>>>>>

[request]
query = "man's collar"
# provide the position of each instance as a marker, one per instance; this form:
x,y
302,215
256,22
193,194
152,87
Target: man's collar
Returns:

<<<<<

» WORUM ES GEHT:
Kannst du die Einträge oben noch einmal wiedergeben und dabei "collar" durch "tie" austauschen, ohne sonst etwas zu verändern?

» ERWARTETE AUSGABE:
[request]
query = "man's tie"
# provide the position of each instance as a marker, one per instance; this form:
x,y
302,215
256,22
193,194
152,87
Target: man's tie
Returns:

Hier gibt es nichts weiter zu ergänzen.